━━━━━ Available records

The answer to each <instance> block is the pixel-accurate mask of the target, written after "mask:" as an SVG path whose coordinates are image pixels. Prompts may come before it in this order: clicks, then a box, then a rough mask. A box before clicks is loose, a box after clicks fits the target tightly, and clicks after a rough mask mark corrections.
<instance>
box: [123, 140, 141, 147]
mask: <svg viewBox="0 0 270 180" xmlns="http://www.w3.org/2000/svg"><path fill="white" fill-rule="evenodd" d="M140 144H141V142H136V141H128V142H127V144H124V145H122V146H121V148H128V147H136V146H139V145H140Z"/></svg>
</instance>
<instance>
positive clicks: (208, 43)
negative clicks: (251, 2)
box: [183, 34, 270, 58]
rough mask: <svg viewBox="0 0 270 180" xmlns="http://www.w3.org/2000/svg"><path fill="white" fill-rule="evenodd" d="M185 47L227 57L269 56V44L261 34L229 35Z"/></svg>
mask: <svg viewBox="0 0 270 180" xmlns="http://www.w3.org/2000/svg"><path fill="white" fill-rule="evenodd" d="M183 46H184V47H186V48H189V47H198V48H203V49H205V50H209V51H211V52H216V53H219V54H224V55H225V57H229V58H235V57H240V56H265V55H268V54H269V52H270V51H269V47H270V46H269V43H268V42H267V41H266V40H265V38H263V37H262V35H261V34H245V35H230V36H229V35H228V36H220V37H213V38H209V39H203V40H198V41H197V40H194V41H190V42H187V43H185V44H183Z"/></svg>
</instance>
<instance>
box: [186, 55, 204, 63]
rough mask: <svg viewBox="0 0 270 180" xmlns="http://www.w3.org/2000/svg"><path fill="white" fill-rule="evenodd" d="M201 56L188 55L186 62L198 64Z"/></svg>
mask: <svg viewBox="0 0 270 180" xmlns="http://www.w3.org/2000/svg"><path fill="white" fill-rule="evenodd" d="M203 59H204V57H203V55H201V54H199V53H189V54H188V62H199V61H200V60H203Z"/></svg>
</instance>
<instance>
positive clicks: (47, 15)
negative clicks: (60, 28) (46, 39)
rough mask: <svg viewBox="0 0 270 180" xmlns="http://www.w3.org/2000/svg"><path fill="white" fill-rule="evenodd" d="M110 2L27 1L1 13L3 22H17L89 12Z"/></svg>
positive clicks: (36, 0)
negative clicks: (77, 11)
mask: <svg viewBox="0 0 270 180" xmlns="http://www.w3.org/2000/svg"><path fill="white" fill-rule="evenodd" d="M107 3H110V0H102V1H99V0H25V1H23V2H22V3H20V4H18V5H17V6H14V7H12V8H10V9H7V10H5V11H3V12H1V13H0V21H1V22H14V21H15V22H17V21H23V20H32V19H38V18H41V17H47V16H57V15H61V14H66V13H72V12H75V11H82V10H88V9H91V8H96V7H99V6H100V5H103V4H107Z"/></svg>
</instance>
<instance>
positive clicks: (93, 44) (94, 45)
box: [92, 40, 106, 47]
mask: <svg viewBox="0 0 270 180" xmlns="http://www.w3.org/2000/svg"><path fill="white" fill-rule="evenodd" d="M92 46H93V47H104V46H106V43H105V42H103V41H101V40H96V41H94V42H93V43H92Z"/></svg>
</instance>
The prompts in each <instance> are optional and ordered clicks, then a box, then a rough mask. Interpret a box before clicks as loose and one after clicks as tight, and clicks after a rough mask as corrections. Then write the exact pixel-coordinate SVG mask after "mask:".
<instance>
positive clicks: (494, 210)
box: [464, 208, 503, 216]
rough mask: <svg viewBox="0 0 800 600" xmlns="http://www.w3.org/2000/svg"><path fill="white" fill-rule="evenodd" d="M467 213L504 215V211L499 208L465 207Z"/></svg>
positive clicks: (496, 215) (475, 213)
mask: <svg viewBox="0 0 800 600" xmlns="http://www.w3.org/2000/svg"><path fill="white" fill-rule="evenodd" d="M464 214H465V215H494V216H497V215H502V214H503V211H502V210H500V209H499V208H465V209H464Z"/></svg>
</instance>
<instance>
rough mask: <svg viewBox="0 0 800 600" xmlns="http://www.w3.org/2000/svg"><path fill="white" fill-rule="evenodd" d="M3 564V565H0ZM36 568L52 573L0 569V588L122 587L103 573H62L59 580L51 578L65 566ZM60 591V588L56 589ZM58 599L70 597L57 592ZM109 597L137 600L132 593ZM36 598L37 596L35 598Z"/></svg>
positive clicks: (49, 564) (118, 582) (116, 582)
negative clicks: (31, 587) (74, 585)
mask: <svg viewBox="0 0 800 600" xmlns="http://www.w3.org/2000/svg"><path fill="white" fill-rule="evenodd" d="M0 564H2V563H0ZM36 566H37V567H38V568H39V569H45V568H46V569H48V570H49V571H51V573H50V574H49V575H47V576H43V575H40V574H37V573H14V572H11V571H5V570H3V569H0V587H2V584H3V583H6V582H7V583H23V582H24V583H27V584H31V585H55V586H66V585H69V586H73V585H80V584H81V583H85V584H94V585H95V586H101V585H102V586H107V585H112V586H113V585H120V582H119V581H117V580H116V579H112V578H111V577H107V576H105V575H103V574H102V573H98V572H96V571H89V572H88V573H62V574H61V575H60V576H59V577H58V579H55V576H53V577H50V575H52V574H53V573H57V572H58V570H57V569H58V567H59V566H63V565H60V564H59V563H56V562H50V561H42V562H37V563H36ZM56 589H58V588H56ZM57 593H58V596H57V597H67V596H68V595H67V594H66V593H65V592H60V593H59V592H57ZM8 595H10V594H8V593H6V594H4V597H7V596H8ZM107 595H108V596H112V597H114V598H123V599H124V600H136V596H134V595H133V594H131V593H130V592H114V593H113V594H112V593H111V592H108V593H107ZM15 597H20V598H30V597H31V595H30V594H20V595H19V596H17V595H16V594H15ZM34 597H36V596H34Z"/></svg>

━━━━━━━━━━

Problem -
Output the lines above verbatim and in full.

Exercise output -
The answer to each <instance> block is the pixel-accurate mask of the target, written after "mask:" as an SVG path whose coordinates are image pixels. Prompts may come before it in this order: clicks, then a box, then a rough mask. A box before clicks is loose, a box after clicks fits the target tightly, and clicks after a rough mask mark corrections.
<instance>
box: [123, 140, 141, 147]
mask: <svg viewBox="0 0 270 180" xmlns="http://www.w3.org/2000/svg"><path fill="white" fill-rule="evenodd" d="M140 144H141V142H136V141H128V142H127V144H124V145H122V146H121V148H128V147H136V146H139V145H140Z"/></svg>
</instance>
<instance>
positive clicks: (208, 43)
negative clicks: (251, 2)
box: [183, 34, 270, 58]
rough mask: <svg viewBox="0 0 270 180" xmlns="http://www.w3.org/2000/svg"><path fill="white" fill-rule="evenodd" d="M185 47L227 57L269 56V44L261 34L229 35Z"/></svg>
mask: <svg viewBox="0 0 270 180" xmlns="http://www.w3.org/2000/svg"><path fill="white" fill-rule="evenodd" d="M183 46H184V47H186V48H189V47H198V48H203V49H205V50H209V51H211V52H216V53H219V54H224V55H225V57H229V58H235V57H240V56H265V55H268V54H269V52H270V51H269V47H270V46H269V43H268V42H267V41H266V40H265V38H263V37H262V35H261V34H245V35H230V36H229V35H228V36H220V37H213V38H209V39H203V40H198V41H197V40H194V41H190V42H187V43H185V44H183Z"/></svg>
</instance>
<instance>
box: [186, 55, 204, 63]
rough mask: <svg viewBox="0 0 270 180" xmlns="http://www.w3.org/2000/svg"><path fill="white" fill-rule="evenodd" d="M201 56L188 55L186 62L198 64Z"/></svg>
mask: <svg viewBox="0 0 270 180" xmlns="http://www.w3.org/2000/svg"><path fill="white" fill-rule="evenodd" d="M203 59H204V57H203V55H201V54H199V53H189V54H188V62H199V61H200V60H203Z"/></svg>
</instance>
<instance>
positive clicks: (47, 15)
negative clicks: (60, 28) (46, 39)
rough mask: <svg viewBox="0 0 270 180" xmlns="http://www.w3.org/2000/svg"><path fill="white" fill-rule="evenodd" d="M110 2L27 1L1 13L3 22H17L89 12Z"/></svg>
positive clicks: (36, 0)
negative clicks: (77, 11)
mask: <svg viewBox="0 0 270 180" xmlns="http://www.w3.org/2000/svg"><path fill="white" fill-rule="evenodd" d="M107 3H110V0H102V1H99V0H25V1H23V2H22V3H20V4H18V5H17V6H14V7H12V8H10V9H7V10H5V11H3V12H1V13H0V21H1V22H14V21H15V22H17V21H23V20H32V19H38V18H41V17H47V16H57V15H61V14H66V13H72V12H75V11H82V10H88V9H91V8H96V7H99V6H100V5H103V4H107Z"/></svg>
</instance>
<instance>
positive clicks: (93, 44) (94, 45)
box: [92, 40, 106, 47]
mask: <svg viewBox="0 0 270 180" xmlns="http://www.w3.org/2000/svg"><path fill="white" fill-rule="evenodd" d="M92 46H93V47H104V46H106V43H105V42H103V41H101V40H96V41H94V42H93V43H92Z"/></svg>
</instance>
The prompts in each <instance> are optional and ordered clicks, then a box, then a rough mask. Interpret a box before clicks as loose and one after clicks as tight, and clicks after a rough mask as corrections. Then write the exact pixel-coordinate SVG mask after "mask:".
<instance>
positive clicks: (494, 210)
box: [464, 208, 503, 216]
rough mask: <svg viewBox="0 0 800 600" xmlns="http://www.w3.org/2000/svg"><path fill="white" fill-rule="evenodd" d="M467 213L504 215V211L499 208L465 207Z"/></svg>
positive clicks: (496, 215) (475, 213)
mask: <svg viewBox="0 0 800 600" xmlns="http://www.w3.org/2000/svg"><path fill="white" fill-rule="evenodd" d="M464 214H465V215H494V216H497V215H502V214H503V211H502V210H500V209H499V208H465V209H464Z"/></svg>
</instance>
<instance>
rough mask: <svg viewBox="0 0 800 600" xmlns="http://www.w3.org/2000/svg"><path fill="white" fill-rule="evenodd" d="M3 564V565H0ZM36 568L52 573L0 569V588L122 587L103 573H62L59 580L51 578L65 566ZM60 591V588L56 589ZM58 599L70 597L57 592ZM109 597L137 600L132 593ZM36 598L37 596L35 598Z"/></svg>
positive clicks: (49, 564) (118, 582) (116, 582)
negative clicks: (31, 587) (74, 585)
mask: <svg viewBox="0 0 800 600" xmlns="http://www.w3.org/2000/svg"><path fill="white" fill-rule="evenodd" d="M0 564H2V563H0ZM36 566H37V567H38V568H39V569H45V568H46V569H48V570H49V571H51V573H50V574H49V575H47V576H43V575H40V574H37V573H14V572H11V571H5V570H3V569H0V587H2V584H3V583H6V582H7V583H23V582H24V583H27V584H31V585H55V586H66V585H69V586H73V585H80V584H81V583H85V584H94V585H95V586H101V585H102V586H107V585H112V586H113V585H120V582H119V581H117V580H116V579H112V578H111V577H107V576H105V575H103V574H102V573H98V572H96V571H89V572H88V573H62V574H61V575H60V576H59V577H58V579H55V576H53V577H50V575H52V574H53V573H57V572H58V570H57V569H58V567H59V566H63V565H60V564H59V563H56V562H50V561H42V562H37V563H36ZM56 589H58V588H56ZM57 593H58V596H57V597H67V596H68V595H67V594H66V593H65V592H60V593H59V592H57ZM8 595H10V594H8V593H6V594H4V597H7V596H8ZM107 595H108V596H112V597H114V598H123V599H124V600H136V596H134V595H133V594H131V593H130V592H114V593H113V594H112V593H111V592H108V593H107ZM15 597H20V598H30V597H31V595H30V594H20V595H19V596H17V595H16V594H15ZM34 597H36V596H34Z"/></svg>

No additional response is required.